#### SET PROBLEM
Reproduce the following records exactly from the line containing "outcrop and report the position of each." onward, ending with the last line and including it.
— START RECORDS SHOWN —
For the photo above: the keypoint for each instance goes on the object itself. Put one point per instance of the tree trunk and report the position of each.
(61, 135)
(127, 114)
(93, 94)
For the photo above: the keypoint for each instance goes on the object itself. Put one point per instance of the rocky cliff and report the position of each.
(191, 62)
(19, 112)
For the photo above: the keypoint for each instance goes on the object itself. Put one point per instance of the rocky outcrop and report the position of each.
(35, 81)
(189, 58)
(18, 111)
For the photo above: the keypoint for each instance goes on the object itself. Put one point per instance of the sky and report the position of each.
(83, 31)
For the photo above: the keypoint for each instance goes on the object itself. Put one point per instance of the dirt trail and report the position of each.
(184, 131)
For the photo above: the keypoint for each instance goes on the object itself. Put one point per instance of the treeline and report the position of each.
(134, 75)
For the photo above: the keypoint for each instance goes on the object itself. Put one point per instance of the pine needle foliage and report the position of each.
— END RECORDS SHOWN —
#### OUTPUT OF THE EXERCISE
For the photo above: the keypoint for each instance goes on the object itself. Put one point per instance of the rocky outcrop and report the position of each.
(35, 81)
(189, 58)
(18, 111)
For the photo above: the keypoint for each instance goes on the object itself. Put one point per instance of the sky and report the position of each.
(83, 31)
For the photo above: the keypoint for each instance goes on the object itself. Put one point per instance of the dirt trail and report the position of each.
(184, 131)
For the photo above: the keypoint for each instance goes on the object itself. Put one point per instance of the treeline and report the position of each.
(134, 75)
For the photo above: the keypoint for each instance goes on the object itself. Put one point per instance of the pine needle foliage and report the position of each.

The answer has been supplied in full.